**TEXTE FOURNI**
--------------------------------

Pour sa part, François a développé sous des angles différents ce qu'il appelle la « culture du déchet » : une société qui met de côté les personnes âgées, les malades, les jeunes parce qu'elle a centré son attention sur son propre moi, en exaltant le dieu-argent, le dieu-plaisir et le dieu-pouvoir. Dans l'Evangelii Gaudium, il le dit sans ambages : face à la joie que provoque la rencontre avec Jésus, « le gros risque du monde actuel, avec ses offres multiples et écrasantes de consommation, est une tristesse individualiste issue d'un cœur avare et bien à l'aise, de la recherche maladive de plaisirs superficiels, de la conscience isolée ».

Cette dictature-là réduit l'être humain à un seul de ses besoins : la consommation, qui pourrait bien être ici assimilée « au propre ego et à ses désirs », de Benoît XVI.

De de fait, nous nous retrouvons aussi ici face à la dénonciation d'une dictature qui dans ce cas n'est plus du domaine des idées mais du matériel : « L'adoration de l'ancien veau d'or (cf. Ex 32,1-35) trouve sa nouvelle version impitoyable dans le fétichisme de l'argent et dans la dictature de l'économie, sans visage et dépourvue d'objectifs vraiment humains (EG, 55). Cette dictature-là réduit l'être humain à un seul de ses besoins : la consommation, qui pourrait bien être ici assimilée « au propre ego et à ses désirs », de Benoît XVI.

François dénonce la plaie dont souffre la dignité humaine, non pas de façon abstraite, mais dans la chair meurtrie des pauvres et des exclus. De ceux qui sont en surnombre dans un monde européen qui rejette les migrants africains à Lampedusa ; des marginalisés des grandes villes émergentes qui s'entassent dans des bidonvilles, des favelas, des taudis ; des victimes des nouvelles formes d'esclavage que sont la traite des personnes, les enfants-soldats, ou de la triste histoire de ceux qui sont tombés sous l'emprise de la drogue. Ce cri prophétique résonne aux oreilles du monde et fait que l'on ait pensé à lui décerner le prix Nobel et qu'il est en vedette sur les couvertures d'une tonne de magazines. Ceci étant, l'idolâtrie du matériel est toujours là puisque ses racines l'étayent en profondeur.

Dans une interview accordée à Henri Cymerman, François s'étend longuement sur les conséquences sociales de ces attitudes idolâtriques : « Nous sommes tombés dans un péché d'idolâtrie, l'idolâtrie de l'argent. L'économie provoque l'envie d'en avoir plus tout en nourrissant, paradoxalement, une culture du rejet. On rejette les jeunes quand on limite la natalité. On écarte aussi les personnes âgées parce qu'elles ne servent plus à rien, elles ne produisent pas, elles font partie de la classe passive. En rejetant jeunes et vieux, on méprise le futur d'un peuple puisque ce sont les jeunes qui doivent l'assurer et les vieux qui, avec leur sagesse, en gardent la mémoire pour la transmettre aux jeunes. […] Or nous écartons toute une génération pour maintenir un système économique qui ne tient plus debout, un système qui pour survivre doit faire la guerre, comme ça a toujours été le cas dans les grands empires […] Cette pensée unique nous prive de la richesse de la diversité de pensée par conséquent nous confisque la richesse d'un dialogue interpersonnel ».

--------------------------------

Mettez à jour le texte sur François : recopiez tout le passage depuis « François dénonce la » jusqu'à « l'étayent en profondeur. », en remplaçant « bidonvilles » par « quartiers précaires ».

--------------------------------

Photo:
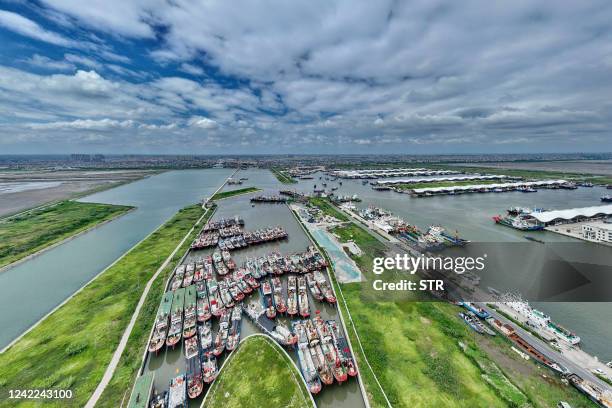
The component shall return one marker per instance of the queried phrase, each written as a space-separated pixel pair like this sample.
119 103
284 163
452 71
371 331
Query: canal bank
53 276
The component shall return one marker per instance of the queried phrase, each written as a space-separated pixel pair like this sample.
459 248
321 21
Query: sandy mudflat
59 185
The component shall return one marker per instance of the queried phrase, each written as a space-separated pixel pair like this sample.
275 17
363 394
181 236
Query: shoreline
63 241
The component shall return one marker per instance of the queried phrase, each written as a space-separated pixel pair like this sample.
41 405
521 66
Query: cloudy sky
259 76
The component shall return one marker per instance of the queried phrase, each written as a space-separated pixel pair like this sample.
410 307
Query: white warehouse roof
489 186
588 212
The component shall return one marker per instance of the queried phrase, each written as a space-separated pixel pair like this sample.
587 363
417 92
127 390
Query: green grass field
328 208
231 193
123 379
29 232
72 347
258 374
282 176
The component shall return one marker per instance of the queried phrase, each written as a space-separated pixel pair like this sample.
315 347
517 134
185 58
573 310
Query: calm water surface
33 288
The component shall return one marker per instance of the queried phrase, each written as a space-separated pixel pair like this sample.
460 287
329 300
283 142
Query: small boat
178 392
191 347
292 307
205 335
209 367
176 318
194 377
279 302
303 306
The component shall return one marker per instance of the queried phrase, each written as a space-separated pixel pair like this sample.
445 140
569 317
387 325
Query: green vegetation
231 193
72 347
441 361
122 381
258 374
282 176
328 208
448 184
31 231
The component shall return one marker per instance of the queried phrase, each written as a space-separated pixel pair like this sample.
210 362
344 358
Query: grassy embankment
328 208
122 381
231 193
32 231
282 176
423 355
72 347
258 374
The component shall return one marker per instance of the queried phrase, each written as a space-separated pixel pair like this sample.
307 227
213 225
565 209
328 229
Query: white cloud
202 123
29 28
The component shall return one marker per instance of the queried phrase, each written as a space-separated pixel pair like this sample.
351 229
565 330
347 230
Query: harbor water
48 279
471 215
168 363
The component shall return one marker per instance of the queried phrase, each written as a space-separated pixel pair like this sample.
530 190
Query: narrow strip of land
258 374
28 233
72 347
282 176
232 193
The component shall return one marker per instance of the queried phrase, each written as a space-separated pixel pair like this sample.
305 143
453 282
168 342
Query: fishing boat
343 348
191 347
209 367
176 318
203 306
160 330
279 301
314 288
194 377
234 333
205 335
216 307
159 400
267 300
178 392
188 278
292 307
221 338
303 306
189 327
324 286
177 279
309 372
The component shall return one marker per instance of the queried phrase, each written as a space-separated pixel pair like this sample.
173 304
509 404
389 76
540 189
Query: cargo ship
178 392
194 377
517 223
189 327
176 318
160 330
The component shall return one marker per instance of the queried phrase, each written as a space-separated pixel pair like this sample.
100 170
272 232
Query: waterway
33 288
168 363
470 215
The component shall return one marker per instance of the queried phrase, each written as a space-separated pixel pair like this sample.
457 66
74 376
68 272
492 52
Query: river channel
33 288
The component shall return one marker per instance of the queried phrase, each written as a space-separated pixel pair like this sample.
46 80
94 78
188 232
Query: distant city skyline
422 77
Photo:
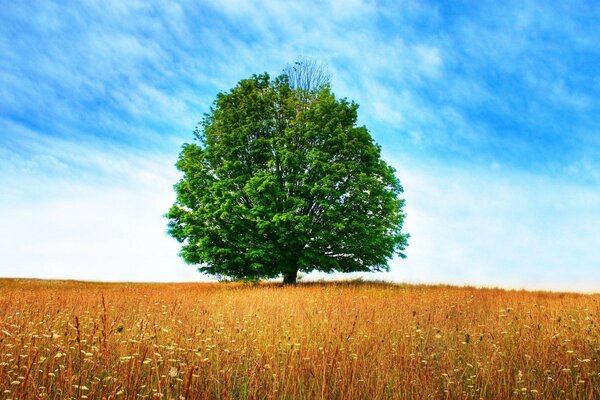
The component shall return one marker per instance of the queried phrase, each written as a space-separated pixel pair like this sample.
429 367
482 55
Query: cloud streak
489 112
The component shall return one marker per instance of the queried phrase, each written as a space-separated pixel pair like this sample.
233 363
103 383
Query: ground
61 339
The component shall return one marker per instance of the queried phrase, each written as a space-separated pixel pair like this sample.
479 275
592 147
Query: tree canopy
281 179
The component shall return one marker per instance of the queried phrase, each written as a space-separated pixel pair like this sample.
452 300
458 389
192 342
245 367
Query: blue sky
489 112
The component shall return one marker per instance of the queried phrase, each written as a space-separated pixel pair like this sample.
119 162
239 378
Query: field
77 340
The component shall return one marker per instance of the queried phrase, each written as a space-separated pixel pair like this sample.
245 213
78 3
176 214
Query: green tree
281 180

--------------------------------

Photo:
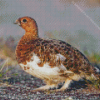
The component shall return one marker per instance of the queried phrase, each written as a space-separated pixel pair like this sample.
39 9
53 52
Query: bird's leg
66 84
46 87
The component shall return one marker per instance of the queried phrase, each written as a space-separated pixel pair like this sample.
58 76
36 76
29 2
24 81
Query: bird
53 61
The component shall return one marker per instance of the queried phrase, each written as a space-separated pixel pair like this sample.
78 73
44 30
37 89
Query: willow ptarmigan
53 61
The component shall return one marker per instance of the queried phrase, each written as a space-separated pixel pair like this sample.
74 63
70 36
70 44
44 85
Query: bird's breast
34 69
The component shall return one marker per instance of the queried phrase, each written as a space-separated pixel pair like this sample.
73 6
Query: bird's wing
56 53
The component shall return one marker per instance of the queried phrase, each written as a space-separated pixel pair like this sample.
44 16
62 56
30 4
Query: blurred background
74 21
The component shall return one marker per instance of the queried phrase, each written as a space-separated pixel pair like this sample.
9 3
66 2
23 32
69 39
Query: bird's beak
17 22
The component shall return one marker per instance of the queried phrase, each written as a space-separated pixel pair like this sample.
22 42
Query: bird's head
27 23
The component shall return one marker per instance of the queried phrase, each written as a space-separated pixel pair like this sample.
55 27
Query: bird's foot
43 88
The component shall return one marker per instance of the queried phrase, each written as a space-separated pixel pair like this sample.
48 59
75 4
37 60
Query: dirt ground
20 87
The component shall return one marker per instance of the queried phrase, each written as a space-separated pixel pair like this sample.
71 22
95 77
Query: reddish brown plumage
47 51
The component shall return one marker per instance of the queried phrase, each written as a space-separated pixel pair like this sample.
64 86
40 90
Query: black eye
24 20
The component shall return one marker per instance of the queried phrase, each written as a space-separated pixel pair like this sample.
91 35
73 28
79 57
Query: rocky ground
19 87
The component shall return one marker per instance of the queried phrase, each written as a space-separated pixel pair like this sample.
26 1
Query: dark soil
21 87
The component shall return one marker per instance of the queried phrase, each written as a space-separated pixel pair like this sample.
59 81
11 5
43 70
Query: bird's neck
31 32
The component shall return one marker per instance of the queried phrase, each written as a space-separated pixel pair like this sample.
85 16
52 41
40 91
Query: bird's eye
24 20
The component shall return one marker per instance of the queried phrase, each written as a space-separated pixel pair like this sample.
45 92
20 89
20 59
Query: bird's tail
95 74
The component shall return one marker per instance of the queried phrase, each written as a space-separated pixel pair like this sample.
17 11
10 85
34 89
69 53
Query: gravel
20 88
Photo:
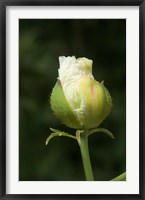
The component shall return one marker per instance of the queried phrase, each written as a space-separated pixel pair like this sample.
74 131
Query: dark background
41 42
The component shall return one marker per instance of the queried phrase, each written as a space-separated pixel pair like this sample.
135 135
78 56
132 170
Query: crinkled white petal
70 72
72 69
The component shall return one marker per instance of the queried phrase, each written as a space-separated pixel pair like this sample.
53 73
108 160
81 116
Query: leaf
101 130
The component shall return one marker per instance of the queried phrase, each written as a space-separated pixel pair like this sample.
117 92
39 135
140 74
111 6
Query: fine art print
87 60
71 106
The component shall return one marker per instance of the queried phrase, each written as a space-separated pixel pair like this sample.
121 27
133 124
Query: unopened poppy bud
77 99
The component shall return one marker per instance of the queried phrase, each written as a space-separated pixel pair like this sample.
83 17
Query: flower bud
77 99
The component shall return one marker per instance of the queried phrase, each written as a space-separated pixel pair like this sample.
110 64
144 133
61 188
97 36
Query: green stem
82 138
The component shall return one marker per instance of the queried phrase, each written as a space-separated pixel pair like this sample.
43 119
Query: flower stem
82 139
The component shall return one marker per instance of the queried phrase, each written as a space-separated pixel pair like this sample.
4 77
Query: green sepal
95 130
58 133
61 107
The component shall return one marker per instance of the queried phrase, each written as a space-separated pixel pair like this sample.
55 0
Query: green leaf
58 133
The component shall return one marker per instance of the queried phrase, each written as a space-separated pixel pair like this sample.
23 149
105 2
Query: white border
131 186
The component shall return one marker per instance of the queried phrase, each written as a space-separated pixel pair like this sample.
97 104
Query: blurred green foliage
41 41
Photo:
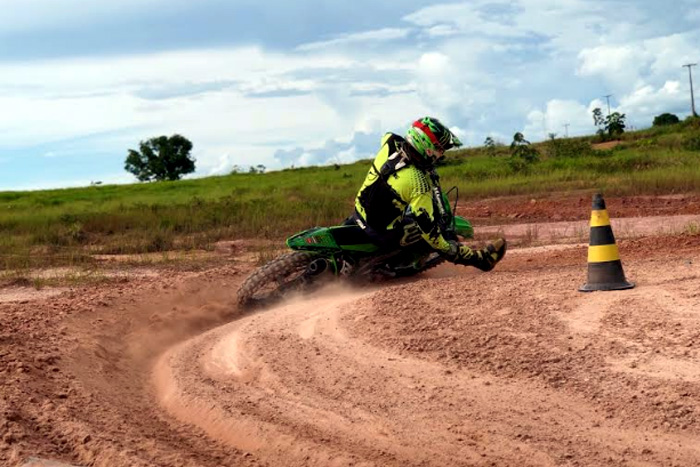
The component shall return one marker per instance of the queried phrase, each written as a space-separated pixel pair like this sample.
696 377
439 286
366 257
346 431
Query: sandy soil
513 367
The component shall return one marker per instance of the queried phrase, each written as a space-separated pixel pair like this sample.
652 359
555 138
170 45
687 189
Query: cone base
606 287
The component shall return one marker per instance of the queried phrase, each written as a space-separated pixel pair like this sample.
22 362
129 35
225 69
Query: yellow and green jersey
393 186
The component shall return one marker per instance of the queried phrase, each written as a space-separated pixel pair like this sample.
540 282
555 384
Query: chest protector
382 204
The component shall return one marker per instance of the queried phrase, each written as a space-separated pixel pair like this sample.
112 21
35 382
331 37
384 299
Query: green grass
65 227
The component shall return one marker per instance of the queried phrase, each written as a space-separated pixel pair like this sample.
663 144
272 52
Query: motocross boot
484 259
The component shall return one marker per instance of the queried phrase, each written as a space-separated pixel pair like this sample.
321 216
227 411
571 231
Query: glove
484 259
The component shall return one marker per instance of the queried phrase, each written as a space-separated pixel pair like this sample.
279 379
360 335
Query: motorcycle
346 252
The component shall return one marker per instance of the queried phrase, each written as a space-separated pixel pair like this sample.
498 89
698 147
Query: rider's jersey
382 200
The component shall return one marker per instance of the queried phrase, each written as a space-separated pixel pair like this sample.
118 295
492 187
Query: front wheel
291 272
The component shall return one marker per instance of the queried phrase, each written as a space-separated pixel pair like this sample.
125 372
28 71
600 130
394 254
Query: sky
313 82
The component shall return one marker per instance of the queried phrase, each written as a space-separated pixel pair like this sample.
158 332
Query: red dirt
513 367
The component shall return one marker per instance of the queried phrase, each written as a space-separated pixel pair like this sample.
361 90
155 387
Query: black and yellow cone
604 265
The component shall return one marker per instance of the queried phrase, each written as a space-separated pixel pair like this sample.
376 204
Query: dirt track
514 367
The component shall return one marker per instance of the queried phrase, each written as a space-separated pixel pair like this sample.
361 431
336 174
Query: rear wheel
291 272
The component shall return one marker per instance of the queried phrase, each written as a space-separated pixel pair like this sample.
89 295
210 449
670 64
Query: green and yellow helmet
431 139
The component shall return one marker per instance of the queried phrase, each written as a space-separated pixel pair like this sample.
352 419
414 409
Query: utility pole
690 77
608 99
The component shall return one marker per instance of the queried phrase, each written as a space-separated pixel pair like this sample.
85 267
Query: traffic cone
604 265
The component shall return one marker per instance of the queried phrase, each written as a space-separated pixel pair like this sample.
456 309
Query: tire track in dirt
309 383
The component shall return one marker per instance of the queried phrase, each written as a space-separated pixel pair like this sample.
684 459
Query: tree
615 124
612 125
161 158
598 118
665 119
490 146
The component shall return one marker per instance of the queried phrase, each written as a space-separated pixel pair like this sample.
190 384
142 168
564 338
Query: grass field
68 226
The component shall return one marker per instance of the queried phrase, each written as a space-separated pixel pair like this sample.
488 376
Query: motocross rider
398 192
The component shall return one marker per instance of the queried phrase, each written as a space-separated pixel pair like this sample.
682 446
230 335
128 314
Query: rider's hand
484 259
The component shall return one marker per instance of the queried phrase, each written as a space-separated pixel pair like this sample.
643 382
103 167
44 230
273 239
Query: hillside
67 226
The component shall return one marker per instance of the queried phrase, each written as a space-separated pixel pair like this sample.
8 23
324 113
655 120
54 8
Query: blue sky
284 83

--------------------------------

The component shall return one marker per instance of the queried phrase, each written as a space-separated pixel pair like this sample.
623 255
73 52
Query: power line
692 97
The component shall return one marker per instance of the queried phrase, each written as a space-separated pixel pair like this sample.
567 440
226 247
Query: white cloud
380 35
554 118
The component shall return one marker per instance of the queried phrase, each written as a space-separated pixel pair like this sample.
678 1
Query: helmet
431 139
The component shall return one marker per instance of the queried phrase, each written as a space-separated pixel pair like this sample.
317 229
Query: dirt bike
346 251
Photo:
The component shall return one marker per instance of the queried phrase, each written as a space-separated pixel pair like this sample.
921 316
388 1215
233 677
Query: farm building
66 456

--------------------------------

**RÉSULTAT OBTENU**
François dénonce la plaie dont souffre la dignité humaine, non pas de façon abstraite, mais dans la chair meurtrie des pauvres et des exclus. De ceux qui sont en surnombre dans un monde européen qui rejette les migrants africains à Lampedusa ; des marginalisés des grandes villes émergentes qui s'entassent dans des quartiers précaires, des favelas, des taudis ; des victimes des nouvelles formes d'esclavage que sont la traite des personnes, les enfants-soldats, ou de la triste histoire de ceux qui sont tombés sous l'emprise de la drogue. Ce cri prophétique résonne aux oreilles du monde et fait que l'on ait pensé à lui décerner le prix Nobel et qu'il est en vedette sur les couvertures d'une tonne de magazines. Ceci étant, l'idolâtrie du matériel est toujours là puisque ses racines l'étayent en profondeur.